##### DATA #####

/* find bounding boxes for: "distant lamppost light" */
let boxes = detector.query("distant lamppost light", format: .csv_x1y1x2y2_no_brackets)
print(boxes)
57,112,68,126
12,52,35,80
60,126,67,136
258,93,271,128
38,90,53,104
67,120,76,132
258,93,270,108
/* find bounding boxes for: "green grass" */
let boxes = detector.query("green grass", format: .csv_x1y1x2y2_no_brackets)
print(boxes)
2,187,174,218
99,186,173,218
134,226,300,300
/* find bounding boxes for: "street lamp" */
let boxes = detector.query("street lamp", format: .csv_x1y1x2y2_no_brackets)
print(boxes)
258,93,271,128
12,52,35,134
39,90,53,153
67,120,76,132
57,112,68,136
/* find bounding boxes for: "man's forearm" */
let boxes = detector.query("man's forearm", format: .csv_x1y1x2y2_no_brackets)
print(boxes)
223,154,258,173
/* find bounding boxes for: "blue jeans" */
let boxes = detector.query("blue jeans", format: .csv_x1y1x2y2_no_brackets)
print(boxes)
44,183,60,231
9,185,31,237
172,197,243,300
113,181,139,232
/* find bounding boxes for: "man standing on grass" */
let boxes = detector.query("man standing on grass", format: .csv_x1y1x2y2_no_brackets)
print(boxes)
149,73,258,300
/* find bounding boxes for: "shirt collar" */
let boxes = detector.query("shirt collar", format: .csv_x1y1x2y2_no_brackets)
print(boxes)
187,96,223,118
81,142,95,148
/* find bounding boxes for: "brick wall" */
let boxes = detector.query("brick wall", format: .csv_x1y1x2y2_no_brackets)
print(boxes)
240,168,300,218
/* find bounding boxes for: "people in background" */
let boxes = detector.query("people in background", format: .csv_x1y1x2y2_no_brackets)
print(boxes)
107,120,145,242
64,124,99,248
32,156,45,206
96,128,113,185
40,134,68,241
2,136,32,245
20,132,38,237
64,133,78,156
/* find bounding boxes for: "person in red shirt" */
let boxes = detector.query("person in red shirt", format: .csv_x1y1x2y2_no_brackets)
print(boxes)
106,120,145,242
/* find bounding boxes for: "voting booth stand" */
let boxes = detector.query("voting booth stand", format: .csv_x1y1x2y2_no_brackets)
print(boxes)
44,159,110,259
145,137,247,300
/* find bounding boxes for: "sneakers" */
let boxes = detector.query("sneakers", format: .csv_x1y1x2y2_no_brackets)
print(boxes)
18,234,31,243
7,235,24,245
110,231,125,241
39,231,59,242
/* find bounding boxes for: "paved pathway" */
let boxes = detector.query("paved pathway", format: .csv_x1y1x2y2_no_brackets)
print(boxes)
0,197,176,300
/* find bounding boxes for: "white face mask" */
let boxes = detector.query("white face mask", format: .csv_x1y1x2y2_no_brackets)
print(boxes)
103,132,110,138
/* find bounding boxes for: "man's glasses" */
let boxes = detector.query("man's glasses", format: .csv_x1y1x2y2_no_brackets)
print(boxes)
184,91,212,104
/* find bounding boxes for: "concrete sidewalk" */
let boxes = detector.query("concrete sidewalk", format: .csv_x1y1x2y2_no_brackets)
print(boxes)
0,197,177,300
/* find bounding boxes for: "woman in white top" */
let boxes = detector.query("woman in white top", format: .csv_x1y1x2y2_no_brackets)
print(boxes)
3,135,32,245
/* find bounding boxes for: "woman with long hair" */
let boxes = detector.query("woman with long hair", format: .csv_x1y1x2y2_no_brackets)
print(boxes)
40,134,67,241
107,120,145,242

#####

_ACTIVITY_
The answer must be every record above, repeated exactly as written.

_YOUR SOLUTION_
/* find bounding boxes for: "distant lamppost light" */
let boxes = detector.query("distant lamppost light", format: .csv_x1y1x2y2_no_brackets)
print(boxes)
57,112,68,126
12,52,35,80
60,126,67,136
258,93,271,128
38,90,53,104
67,120,76,132
258,93,270,108
/* find bounding boxes for: "green grass" */
let boxes = detector.query("green grass", format: .csv_x1y1x2y2_no_brackets)
print(boxes)
2,187,174,218
99,186,173,218
134,226,300,300
/* find bounding boxes for: "street lamp" */
let boxes = detector.query("street lamp", format: .csv_x1y1x2y2_no_brackets)
print(boxes)
258,93,271,128
12,52,35,134
39,90,53,153
67,120,76,132
57,112,68,136
/* find bounding boxes for: "man's forearm" */
let boxes = detector.query("man's forearm", format: .csv_x1y1x2y2_no_brackets)
print(boxes)
223,154,258,173
/* find bounding boxes for: "blue jeans" */
let boxes = detector.query("blue jeans", format: .csv_x1y1x2y2_no_brackets)
print(boxes)
44,183,60,231
9,185,31,237
172,197,243,300
113,181,139,232
/* find bounding boxes for: "man standing on grass" */
let boxes = detector.query("man standing on grass", format: .csv_x1y1x2y2_no_brackets)
print(boxes)
149,73,258,300
/* find bounding boxes for: "shirt collar" */
let boxes = detector.query("shirt collar", format: .csv_x1y1x2y2_no_brackets)
print(boxes)
187,96,223,118
81,142,95,148
/* find bounding boxes for: "brick wall" */
let boxes = detector.query("brick wall", format: .csv_x1y1x2y2_no_brackets)
print(boxes)
240,168,300,218
/* find bounding boxes for: "people in background" */
let boxes = detector.query("people in background", format: .csv_x1y1x2y2_no_brackets)
print(boxes)
107,120,145,242
64,124,99,248
32,156,45,206
96,128,113,185
40,134,68,241
2,136,32,245
20,132,38,237
64,133,78,156
/* find bounding boxes for: "person in red shirt" */
let boxes = detector.query("person in red shirt", format: .csv_x1y1x2y2_no_brackets)
print(boxes)
106,120,145,242
/* find bounding boxes for: "voting booth stand" */
let boxes = detector.query("voting booth stand", format: .csv_x1y1x2y2_no_brackets)
print(boxes)
44,159,110,259
145,137,247,300
/* find bounding boxes for: "sneakers" */
let boxes = detector.query("sneakers", format: .csv_x1y1x2y2_no_brackets)
print(boxes)
18,234,31,243
7,235,24,245
110,231,125,241
39,231,59,242
/* find bounding boxes for: "paved pathway" */
let boxes = detector.query("paved pathway", format: .csv_x1y1x2y2_no_brackets)
print(boxes)
0,197,176,300
/* find bounding boxes for: "white face mask" */
let boxes = detector.query("white face mask", format: .csv_x1y1x2y2_no_brackets)
print(boxes)
103,132,110,138
/* find bounding boxes for: "man's glasses" */
let boxes = detector.query("man's glasses", format: .csv_x1y1x2y2_no_brackets)
print(boxes)
184,91,212,104
/* find bounding boxes for: "concrete sidewalk" */
let boxes = detector.query("concrete sidewalk", format: .csv_x1y1x2y2_no_brackets)
print(boxes)
0,197,177,300
/* find bounding boxes for: "woman in white top" */
let boxes = detector.query("woman in white top", format: .csv_x1y1x2y2_no_brackets)
print(boxes)
3,135,32,245
/* find bounding boxes for: "woman with long hair" */
let boxes = detector.query("woman with long hair", format: .csv_x1y1x2y2_no_brackets)
print(boxes)
40,134,67,241
107,120,145,242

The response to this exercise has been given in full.